Short exercise: Report how many lines of the listing below contain the string "building", giving only the number.

Data supplied:
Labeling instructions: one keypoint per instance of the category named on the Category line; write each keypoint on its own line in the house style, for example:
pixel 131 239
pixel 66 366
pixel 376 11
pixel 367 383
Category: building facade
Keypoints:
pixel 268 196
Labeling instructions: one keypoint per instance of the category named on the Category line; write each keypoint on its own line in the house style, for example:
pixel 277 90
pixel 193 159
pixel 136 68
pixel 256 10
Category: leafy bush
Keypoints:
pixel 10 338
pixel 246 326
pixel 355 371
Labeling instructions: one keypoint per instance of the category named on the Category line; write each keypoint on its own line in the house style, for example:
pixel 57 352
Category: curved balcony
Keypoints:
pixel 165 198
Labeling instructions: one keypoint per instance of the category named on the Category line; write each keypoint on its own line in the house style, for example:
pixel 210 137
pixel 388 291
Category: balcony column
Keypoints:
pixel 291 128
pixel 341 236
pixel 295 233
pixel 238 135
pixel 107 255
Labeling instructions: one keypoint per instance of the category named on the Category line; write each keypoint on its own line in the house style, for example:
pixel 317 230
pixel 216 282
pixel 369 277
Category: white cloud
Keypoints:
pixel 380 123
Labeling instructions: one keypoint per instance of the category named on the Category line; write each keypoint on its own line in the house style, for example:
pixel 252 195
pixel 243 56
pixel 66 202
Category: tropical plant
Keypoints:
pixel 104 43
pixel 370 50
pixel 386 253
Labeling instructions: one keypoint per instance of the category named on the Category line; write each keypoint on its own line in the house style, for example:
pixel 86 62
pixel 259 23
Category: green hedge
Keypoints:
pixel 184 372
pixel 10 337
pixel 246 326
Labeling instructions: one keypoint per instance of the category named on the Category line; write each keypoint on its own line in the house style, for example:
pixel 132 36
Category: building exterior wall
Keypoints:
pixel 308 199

Full output: 2